Material supplied:
════════════════
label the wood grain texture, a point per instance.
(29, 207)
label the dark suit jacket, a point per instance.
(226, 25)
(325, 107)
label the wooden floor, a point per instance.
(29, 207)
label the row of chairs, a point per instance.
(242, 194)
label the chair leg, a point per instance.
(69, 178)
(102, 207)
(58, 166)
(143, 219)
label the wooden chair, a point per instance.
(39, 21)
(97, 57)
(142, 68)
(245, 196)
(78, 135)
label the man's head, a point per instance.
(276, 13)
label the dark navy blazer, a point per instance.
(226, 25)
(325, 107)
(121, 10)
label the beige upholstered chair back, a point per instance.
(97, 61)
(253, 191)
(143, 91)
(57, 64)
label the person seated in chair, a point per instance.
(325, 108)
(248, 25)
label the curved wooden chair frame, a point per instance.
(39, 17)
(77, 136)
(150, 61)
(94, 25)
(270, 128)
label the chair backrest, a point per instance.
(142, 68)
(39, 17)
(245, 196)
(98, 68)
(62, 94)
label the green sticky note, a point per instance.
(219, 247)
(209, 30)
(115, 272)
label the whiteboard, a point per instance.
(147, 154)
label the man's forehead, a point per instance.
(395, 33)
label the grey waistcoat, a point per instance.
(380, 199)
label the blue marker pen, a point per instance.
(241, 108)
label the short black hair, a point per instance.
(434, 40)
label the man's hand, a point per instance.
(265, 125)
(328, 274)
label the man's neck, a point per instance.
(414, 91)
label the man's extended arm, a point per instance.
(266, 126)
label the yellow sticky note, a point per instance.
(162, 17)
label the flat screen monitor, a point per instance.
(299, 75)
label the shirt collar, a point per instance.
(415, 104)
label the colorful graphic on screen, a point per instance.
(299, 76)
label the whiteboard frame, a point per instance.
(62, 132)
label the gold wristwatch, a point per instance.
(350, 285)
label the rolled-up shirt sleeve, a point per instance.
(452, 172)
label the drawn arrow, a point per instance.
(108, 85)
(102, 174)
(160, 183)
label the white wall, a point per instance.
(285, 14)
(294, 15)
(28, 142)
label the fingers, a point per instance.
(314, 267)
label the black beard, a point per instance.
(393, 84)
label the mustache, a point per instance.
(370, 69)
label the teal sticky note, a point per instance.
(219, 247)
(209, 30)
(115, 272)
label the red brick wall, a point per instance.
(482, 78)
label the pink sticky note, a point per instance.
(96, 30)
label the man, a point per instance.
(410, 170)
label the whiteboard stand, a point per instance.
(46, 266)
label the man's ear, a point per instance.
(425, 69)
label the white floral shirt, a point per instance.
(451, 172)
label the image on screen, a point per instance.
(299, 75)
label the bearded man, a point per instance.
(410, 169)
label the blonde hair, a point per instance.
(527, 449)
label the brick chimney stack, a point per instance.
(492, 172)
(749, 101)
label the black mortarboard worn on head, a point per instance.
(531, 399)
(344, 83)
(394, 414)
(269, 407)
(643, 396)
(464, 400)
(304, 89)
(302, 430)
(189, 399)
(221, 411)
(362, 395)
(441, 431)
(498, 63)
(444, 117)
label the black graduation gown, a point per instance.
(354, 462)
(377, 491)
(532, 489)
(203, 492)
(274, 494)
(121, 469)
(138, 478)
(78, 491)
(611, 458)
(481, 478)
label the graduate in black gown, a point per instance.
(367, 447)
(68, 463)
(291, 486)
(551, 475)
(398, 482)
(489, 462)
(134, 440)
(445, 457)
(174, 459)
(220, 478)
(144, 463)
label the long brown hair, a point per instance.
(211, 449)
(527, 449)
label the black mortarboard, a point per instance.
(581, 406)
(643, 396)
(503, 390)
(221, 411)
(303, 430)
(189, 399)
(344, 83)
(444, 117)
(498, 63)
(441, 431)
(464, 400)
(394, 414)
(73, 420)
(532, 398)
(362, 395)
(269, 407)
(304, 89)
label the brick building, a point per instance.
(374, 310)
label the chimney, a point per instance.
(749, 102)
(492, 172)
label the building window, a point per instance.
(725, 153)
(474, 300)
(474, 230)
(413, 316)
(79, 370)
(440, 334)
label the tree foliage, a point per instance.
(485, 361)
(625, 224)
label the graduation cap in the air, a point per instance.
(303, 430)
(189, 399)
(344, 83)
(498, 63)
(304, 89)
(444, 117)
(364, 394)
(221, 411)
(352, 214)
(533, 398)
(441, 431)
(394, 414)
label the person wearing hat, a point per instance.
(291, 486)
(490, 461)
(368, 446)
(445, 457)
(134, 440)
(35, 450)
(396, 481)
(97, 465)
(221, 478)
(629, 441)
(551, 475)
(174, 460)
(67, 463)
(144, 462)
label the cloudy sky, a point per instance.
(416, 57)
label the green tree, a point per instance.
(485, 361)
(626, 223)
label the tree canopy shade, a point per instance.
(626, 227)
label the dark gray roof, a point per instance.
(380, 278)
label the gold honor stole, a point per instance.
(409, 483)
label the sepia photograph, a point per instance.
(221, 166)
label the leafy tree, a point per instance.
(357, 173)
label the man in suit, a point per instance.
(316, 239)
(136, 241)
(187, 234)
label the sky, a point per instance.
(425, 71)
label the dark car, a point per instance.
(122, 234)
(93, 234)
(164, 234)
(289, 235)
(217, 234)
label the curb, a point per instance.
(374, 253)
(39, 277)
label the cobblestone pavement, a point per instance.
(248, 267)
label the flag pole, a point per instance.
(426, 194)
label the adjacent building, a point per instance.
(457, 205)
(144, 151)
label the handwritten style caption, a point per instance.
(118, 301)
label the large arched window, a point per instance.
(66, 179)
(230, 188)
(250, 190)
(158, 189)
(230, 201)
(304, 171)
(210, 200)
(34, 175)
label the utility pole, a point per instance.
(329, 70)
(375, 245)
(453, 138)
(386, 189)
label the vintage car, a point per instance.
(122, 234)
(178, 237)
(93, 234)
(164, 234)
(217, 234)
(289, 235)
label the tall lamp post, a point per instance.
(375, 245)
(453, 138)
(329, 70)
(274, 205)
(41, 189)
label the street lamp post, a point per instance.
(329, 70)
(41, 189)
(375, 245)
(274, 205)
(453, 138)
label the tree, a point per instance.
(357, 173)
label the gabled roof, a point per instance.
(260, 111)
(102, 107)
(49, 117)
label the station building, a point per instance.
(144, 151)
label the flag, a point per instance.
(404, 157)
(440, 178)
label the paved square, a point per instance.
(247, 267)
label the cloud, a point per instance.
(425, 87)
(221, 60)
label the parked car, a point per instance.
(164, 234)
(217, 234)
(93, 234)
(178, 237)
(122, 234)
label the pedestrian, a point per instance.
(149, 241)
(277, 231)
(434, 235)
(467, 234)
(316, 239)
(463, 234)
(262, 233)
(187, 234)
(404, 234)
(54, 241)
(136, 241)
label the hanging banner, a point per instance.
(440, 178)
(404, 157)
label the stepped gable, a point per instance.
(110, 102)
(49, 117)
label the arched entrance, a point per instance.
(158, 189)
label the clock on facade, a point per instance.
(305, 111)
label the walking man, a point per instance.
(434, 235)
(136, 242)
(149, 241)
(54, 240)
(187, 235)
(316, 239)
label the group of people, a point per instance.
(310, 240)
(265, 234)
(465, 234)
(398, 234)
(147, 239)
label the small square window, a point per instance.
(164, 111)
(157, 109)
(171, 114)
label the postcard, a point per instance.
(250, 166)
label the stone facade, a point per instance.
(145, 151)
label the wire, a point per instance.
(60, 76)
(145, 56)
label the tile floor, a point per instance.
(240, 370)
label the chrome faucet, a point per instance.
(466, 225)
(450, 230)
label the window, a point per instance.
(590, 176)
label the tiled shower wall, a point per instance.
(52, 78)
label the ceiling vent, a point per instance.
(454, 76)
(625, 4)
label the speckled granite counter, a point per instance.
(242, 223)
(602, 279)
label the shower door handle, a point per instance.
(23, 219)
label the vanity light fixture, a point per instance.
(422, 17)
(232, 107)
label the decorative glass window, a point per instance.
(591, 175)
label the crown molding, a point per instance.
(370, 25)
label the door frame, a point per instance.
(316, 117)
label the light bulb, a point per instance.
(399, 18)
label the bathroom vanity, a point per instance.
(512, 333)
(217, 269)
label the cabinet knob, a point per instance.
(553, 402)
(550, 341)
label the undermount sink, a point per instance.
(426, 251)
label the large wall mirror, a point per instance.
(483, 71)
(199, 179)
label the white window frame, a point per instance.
════════════════
Exercise prompt: Starting with the line containing "label the crown" and going on through the end of the material, reproduce every line, requests included, with each point coordinate multiplied by 2.25 and rounded to the nearest whole number, halves rounded up. Leave the request lines unchanged.

Solution to this exercise:
label the crown molding, a point per instance.
(833, 56)
label the door frame, a point per instance.
(711, 263)
label the light bulb, a point per instance.
(898, 41)
label the bathroom vanity, a point per instance.
(1152, 749)
(488, 605)
label the cabinet knob, a point per instance.
(1244, 905)
(1238, 767)
label the undermount sink, a point per instance.
(959, 565)
label the large wall mirror, a point per instance.
(1087, 160)
(448, 403)
label the white window frame, a point per instance.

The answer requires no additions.